§ **PASSAGE TO READ**
Looking back at the almost 100 years of literature on testing musical sophistication, the field has progressed substantially since Carl Seashore’s Measures of Musical Talent was first published in 1919 (Seashore, 1919; Seashore, Lewis, & Saetveit, 1960). Since then, many researchers have developed tools to attempt to measure the individual aspects relating to musicality, brief histories of which can be found in reviews (e.g., Boyle & Radocy, 1987), as well as the litany of tests that have arisen since Seashore’s Measures of Musical Talent. Examples of these include the Musical Ear Test (Wallentin, Nielsen, Friis-Olivarius, Vuust, & Vuust, 2010), the Profile of Music Perception Skills (Law & Zentner, 2012), the Ollen Musical Sophistication Index (Ollen, 2006), the Bentley Test of Musical Ability (Bentley, 1966), Gordon’s Advanced Measures of Musical Audiation (Gordon, 1989), the Wing Standardized Tests of Musical Intelligence (Wing, 1968), the Gold-MSI (Müllensiefen et al., 2014), the MUSE (Chin & Rickard, 2012) and MUSEBAQ (Chin, Coutinho, Scherer, & Rickard, 2018), as well as the Musical Ear Training Assessment (Wolf & Kopiez, 2018). Each of these test batteries produces a continuous variable, implying that each trait related to musical perception is measured and conceptualized as being on a continuum, rather than a categorical, dichotomous variable often reflected in the colloquial language used to talk about who is or is not a musician. Recent calls have even been made in music psychology journals that provide a clear and compelling rationale for the research community to stop dichotomizing musicianship (Daly & Hall, 2018), especially considering the amount of tools that exist to measure constructs of interest continuously.
We note that some tools like the Gold-MSI and the MUSEBAQ use latent variable modeling (Loehlin & Beaujean, 2016) to accomplish their goals, suggesting that the concept of musicality might be akin to other reliably measured constructs such as intelligence. At the conceptual level, some of the tests even label themselves a model of musical intelligence (e.g., Bentley, 1966), similar to how Seashore may have thought of musicianship as a latent ability, innate within the individual (Seashore, 1915, p. 129).
Despite this variety and granularity of measurement, researchers sometimes revert back to the arbitrary dichotomy that many of these tools were developed to avoid (e.g. musicians/non-musicians). The most recent—and possibly clearest—example of this is a meta-analysis looking at musicians and memory, published by Talamini and colleagues (Talamini, Altoè, Carretti, & Grassi, 2017). In conducting their meta-analysis, they used university music education at the undergraduate level as the criterion to decide who did and did not qualify as a musician. The authors summarized studies and largely concluded that musicians often outperformed their non-musician counterparts on multiple measures of memory. The findings suggested that musical training might have something to do with this; they give a few reasons for their findings. While the relationship between musicianship and memory is interesting in its own right, the authors note when reflecting on the limitations of their study that, There is currently no standard for describing the characteristics of musicians and nonmusicians, and several potentially interesting characteristics are very often not reported (e.g., hours of daily practice, instrument played, etc.). There are examples in the literature of questionnaires that can be used to draw up a complete profile of participants (both musicians and nonmusicians, [86, 87]) and, since most studies comparing musicians with nonmusicians are quasi experimental, a thorough description of the two groups would be of fundamental importance. In many circumstances, a shortage of information makes it impossible to disentangle whether or not musicians’ enhanced performance is an effect of their music training. Studies also often failed to report or control for variables that might explain the difference between groups: for example, not all the studies analyzed here controlled for general cognitive abilities (e.g., intelligence) (Talamini et al., 2017).

§ **PROBLEMS TO SOLVE**
[1] Extract each line of the listing that contains the string "pole", matching case exactly.
[2] Write the next part of the passage on measuring musical sophistication, picking up after its final sentence.
The passage on measuring musical sophistication and the listing have no connection to each other.

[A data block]

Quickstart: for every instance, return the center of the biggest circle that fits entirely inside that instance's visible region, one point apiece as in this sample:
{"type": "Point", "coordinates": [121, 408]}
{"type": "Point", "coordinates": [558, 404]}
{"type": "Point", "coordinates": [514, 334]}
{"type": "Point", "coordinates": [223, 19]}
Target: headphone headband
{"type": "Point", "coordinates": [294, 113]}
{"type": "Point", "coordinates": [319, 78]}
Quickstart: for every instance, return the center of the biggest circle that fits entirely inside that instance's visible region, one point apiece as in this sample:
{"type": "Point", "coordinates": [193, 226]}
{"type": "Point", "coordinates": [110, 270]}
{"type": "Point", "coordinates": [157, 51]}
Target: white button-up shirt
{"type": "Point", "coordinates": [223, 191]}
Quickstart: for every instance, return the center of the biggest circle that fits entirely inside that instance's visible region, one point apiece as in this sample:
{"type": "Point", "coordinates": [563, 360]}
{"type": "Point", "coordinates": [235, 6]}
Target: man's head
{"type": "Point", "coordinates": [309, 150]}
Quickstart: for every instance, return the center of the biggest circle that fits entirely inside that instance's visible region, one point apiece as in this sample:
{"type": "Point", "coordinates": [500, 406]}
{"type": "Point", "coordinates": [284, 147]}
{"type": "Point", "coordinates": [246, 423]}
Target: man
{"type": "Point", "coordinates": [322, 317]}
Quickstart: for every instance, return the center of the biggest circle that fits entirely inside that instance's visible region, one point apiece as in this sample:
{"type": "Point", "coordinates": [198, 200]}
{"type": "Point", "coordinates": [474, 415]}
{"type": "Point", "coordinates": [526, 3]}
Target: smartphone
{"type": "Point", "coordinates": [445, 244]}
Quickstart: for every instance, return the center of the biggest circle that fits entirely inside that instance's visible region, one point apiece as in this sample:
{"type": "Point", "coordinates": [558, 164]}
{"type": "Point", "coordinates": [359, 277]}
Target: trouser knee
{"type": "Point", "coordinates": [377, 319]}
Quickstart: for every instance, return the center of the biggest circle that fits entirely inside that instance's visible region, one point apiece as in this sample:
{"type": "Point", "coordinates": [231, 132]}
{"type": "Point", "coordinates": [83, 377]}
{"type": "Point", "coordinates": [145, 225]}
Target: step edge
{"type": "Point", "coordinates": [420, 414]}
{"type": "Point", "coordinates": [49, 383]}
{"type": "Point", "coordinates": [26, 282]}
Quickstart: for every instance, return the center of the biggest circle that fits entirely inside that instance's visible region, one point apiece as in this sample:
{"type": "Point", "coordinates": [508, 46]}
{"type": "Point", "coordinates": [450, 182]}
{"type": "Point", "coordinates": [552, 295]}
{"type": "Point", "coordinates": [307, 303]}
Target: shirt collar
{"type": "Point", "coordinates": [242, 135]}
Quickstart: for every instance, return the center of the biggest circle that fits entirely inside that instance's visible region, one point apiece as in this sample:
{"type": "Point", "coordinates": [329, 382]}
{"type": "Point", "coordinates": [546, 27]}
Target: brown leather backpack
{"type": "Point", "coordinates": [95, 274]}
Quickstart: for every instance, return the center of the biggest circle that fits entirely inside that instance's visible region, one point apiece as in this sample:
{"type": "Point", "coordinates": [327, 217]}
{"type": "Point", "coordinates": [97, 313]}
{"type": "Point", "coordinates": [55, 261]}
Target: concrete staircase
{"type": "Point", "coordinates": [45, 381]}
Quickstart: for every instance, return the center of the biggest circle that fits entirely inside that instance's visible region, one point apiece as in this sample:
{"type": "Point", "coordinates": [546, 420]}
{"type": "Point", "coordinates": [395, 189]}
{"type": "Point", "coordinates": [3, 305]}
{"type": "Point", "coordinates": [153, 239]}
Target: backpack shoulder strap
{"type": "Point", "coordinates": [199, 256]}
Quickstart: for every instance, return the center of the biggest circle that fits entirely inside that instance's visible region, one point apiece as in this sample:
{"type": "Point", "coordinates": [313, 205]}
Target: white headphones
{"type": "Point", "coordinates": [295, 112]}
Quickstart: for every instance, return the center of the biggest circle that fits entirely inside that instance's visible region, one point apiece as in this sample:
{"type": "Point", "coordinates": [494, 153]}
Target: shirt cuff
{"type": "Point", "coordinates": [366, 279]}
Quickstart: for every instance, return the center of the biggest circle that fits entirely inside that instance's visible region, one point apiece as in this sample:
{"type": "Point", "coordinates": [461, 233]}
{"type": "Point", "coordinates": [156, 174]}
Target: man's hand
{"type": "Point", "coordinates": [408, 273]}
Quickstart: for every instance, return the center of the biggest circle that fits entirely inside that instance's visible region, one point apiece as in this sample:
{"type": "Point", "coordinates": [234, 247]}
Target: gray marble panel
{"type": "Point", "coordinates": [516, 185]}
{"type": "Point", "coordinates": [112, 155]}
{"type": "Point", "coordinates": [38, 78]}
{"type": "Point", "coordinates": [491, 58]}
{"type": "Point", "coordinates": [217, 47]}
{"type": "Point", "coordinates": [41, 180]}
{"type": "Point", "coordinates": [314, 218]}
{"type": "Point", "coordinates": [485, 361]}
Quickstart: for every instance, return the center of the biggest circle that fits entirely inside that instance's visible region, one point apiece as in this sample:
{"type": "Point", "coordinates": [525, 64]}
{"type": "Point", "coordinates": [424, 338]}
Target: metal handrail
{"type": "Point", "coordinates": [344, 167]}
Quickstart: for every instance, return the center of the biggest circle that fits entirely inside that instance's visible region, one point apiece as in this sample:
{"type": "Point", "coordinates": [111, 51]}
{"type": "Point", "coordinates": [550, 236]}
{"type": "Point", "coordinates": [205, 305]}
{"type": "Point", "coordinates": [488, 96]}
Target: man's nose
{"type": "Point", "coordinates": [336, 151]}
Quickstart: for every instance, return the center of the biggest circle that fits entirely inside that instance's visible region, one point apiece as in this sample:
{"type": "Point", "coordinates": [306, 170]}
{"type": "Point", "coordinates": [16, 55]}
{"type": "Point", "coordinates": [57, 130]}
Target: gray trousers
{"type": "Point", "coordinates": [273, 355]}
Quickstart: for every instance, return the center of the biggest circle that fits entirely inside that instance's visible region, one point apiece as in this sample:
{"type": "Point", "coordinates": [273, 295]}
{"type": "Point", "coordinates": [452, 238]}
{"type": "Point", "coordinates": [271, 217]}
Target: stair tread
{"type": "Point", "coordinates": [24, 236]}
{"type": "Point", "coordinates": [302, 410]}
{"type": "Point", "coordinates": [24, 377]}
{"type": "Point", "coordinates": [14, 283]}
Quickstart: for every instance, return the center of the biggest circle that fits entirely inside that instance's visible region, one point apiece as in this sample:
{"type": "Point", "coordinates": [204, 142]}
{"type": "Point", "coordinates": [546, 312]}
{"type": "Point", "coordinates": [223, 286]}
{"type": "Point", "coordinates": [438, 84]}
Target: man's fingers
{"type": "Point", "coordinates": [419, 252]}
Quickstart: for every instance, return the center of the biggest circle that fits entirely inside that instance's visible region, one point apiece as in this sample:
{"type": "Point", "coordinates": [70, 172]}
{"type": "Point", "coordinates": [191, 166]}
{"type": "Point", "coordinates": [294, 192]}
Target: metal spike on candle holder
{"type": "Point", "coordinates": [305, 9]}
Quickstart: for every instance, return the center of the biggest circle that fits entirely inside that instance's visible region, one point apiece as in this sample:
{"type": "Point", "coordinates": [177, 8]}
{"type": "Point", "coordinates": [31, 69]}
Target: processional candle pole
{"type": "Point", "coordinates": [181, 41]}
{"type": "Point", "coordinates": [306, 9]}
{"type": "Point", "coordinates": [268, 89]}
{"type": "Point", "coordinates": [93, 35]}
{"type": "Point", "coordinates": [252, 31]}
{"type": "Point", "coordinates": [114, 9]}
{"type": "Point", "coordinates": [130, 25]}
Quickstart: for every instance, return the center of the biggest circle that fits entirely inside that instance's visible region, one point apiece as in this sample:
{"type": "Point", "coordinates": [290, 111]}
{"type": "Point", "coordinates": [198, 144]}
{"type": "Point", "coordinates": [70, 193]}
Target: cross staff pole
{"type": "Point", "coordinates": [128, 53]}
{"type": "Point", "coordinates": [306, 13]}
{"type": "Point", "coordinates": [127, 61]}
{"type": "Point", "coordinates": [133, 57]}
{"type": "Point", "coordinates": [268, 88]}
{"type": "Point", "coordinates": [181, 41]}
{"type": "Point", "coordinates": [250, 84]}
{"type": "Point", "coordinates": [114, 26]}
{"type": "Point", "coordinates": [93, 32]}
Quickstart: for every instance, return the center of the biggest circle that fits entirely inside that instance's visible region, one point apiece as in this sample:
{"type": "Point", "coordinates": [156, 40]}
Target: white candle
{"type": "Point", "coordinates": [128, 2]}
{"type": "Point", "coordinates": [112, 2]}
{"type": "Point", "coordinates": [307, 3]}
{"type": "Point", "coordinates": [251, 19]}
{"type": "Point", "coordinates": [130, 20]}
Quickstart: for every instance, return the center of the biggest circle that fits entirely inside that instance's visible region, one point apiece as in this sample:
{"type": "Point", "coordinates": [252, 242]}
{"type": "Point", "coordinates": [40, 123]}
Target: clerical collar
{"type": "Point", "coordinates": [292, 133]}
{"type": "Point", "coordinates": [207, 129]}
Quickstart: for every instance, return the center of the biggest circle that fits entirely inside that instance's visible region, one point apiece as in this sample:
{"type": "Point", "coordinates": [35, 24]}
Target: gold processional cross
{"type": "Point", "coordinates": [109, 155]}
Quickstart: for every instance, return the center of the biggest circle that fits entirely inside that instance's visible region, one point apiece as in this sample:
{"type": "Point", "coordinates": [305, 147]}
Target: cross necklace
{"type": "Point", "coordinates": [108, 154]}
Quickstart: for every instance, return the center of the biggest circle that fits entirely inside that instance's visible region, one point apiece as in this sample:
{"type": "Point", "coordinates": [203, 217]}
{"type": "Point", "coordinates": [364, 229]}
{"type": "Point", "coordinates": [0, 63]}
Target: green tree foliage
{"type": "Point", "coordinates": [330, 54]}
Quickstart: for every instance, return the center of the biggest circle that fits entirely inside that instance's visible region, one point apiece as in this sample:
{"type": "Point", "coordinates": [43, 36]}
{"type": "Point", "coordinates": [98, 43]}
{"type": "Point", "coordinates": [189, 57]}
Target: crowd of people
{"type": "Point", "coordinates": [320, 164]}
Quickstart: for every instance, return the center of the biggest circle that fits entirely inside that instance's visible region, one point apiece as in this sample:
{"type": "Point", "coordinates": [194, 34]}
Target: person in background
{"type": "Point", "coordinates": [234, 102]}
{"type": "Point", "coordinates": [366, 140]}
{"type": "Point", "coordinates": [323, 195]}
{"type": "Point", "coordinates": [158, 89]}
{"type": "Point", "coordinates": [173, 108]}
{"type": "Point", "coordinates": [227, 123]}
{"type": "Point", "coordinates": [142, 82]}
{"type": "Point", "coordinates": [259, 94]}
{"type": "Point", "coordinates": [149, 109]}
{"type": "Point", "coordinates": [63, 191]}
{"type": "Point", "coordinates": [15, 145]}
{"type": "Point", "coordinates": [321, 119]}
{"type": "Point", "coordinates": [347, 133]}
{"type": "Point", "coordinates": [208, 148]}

§ **WRITTEN RESPONSES**
[1]
Target: processional candle pole
Target: cross staff pole

[2]
In their citations, they describe both the MUSE (Chin & Rickard, 2012) and the Gold-MSI (Müllensiefen et al., 2014) as questionnaires developed to pick up on their aforementioned characteristics such as hours of daily practice and instrument played. While they do mention the Gold-MSI as an example of a questionnaire that addresses this problem of having inconsistent methods of measuring the characteristics of musicians and non-musicians, other facets of the tool such as its incorporation of objective tests and its reliance on a bifactor structure (5 + 1) that explains variance at higher and lower levels are worth noting here. This design reflects the increasingly adopted view of musicianship as being polymorphic (Levitin, 2012) and reflects the diversity of musicianship often advocated for, as discussed above (Blacking, 1974; Murphy, 1999).
While there are plenty of tools that have been developed in order to measure various permutations of musical sophistication, we now turn our attention fully to the Gold-MSI. The Gold-MSI has been rapidly adopted by the music psychology community: at the time of writing, the original Gold-MSI paper has been cited in 226 different studies, according to Google Scholar. Developed in a multi-step process, as detailed in Müllensiefen et al. (2014), the test is composed of a self-report questionnaire inventory with five sub-scales, two objective listening tests (a melodic memory task and beat perception task), as well as a sound similarity sorting exercise. The test has also been translated into other languages including German (Schaal, Bauer, & Müllensiefen, 2014) and Chinese (Lin, Kopiez, Müllensiefen, & Wolf, 2018). Recently the test has been modified and adapted using more sophisticated statistical modeling, resulting in shorter versions of the test, which reportedly have the same construct validity as the original (Harrison, Collins, & Müllensiefen, 2017). In its complete form, the Gold-MSI takes about 30 minutes to complete, although some researchers elect to only use relevant subcomponents such as solely the Musical Training sub-scale (Baker & Müllensiefen, 2017; Farrugia, Jakubowski, Cusack, & Stewart, 2015). The tool has proved especially useful in studies where it has been combined with other measures such as measures of personality (Greenberg et al., 2015) and socio-economic status (Müllensiefen et al., 2014), and has been used as a tool to measure aspects of development (Müllensiefen, Harrison, Caprini, & Fancourt, 2015).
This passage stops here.